• **What this exercise asks**:
**1)** Answer these questions from the transcript, one per line:
(a) What is the title of the book Steve Viers wrote?
(b) In what city and state is Steve a pastor?
(c) When Dave asks the audience whether they know more bitter or more better people, what answer does he say always comes back?
**2)** According to the transcript, what are all the things the bitter person who went through a trial is mad at?

** BEGIN Text passage **

Oh yeah, memorable. Let's see if you even know, does the wife of the pastor listen to the pastor's sermons? Welcome to Family Life Today, where we want to help you pursue the relationships that matter most. I'm Ann Wilson. And I'm Dave Wilson. And you can find us at familylifetoday.com or on our Family Life app. This is Family Life Today.

One of my big theme ideas in 30 years of preaching... Does it begin with the word pain? You can start with pain. Can make you... Will make you better or bitter. Yeah. Am I right? Yeah. Something like that. It's usually trials or adversity. Trials.

That's it. Depends what the theme is that week, but valleys, but really pain, trials, you have a choice. It's going to be a part of your life one way or another. Pain and trials will be a part of all of our lives. You can allow God to use it and you become better or you become bitter. And whenever I preach on that, and I've done it many times over the years, I'll ask the audience, do you know more bitter people or do you know more better people?

Guess what the answer always is? Bitter. More bitter. Yeah. That's interesting. Because people don't handle bitterness well.

And it could be the exact same trial. In one person, you're like, how are they better? And this person went through the same thing and you don't even want them to be near them. And they're mad at their spouse, they're mad at their life, they're mad at God. And so bitterness is a part of all of our lives. We've got Steve Viers back with us today. He wrote a book called Overcoming Bitterness.

Every person wants to overcome bitterness and actually get from hurt to a life filled with joy. Steve, welcome back. Glad to have you here. It's really been a privilege talking with you folks. Your insights on this topic, I mean, they're life changing. And it isn't like, oh, this is something some people deal with. We all, I told you before, when I was reading your book, I'm like, oh my goodness, I thought I was done with the bitterness of my life. And it rose up like, oh, there's triggers that still come to overcome it. So we got to keep talking about how do we get through it. One of the things I love about your book and I love about you as a pastor in Indiana, Faith Church, right?

Lafayette, Indiana, and you're married with three kids and four grandkids. So you know life and carrying all that as well. But you're a biblical, I think, scholar. I love the way you use the Word of God to say the answers are here, let's walk through. So I think it'd be fun today to walk through a story in Scripture that gives us a model of how do we overcome bitterness. And you know, I think the Word of God is so rich and so filled with hope. And don't you love the fact that one of the names that God chooses for himself in the Word of God is the God of hope. And so any of us who are struggling with bitterness a little or a lot today, we don't have to be hopeless people. And that's why, because we have a powerful Savior, we have a God of hope. And I really appreciated when you were talking, Dave, about your preaching ministry and how you would say that trials can either make you better or they can make you bitter. That's rich theology right there, because the world in which we live many times gives a suggestion that, well, you are a product of your circumstances and you have very little choice in the matter. So you're a passive victim of what other people have done to you. And because if you faced certain hardships in your life, you have to be a bitter individual. And Steve, I would add too, I've seen a lot of people walk away from their faith because they're mad at God. They're bitter at God as well.

Oh, absolutely. The more we understand a biblical anthropology or a biblical view of man, we're not dogs. We were made in the image of God. We're not animals.

So life is not determinative. So we're not passive victims. We're active worshipers. And the way we choose to respond to the difficulties of our life, that reveals the identity of our functional God. Are we really willing to trust Jesus Christ? Are we trusting in His resources, in His sovereignty, even when it's hard? And so it is true. It's true from cover to cover in the Word of God that it is possible to handle difficulties in a way that results in you becoming something other than bitter.

** END Text passage **
** BEGIN Source data **

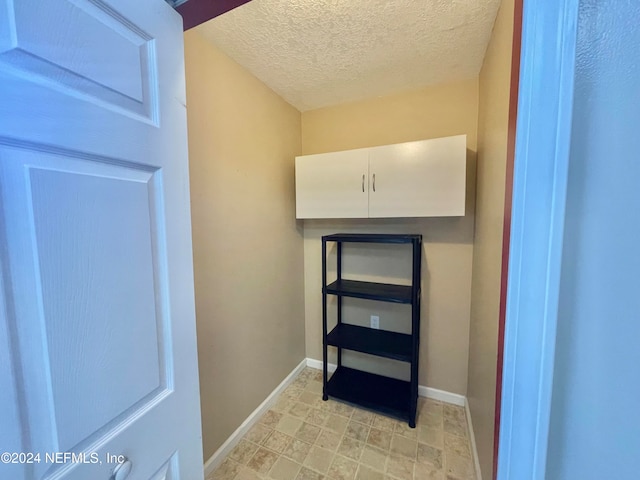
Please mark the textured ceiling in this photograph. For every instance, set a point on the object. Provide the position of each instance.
(316, 53)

** END Source data **

• **The solutions**:
**1)**
(a) Overcoming Bitterness
(b) Lafayette, Indiana
(c) Bitter

**2)**
- Their spouse
- Their life
- God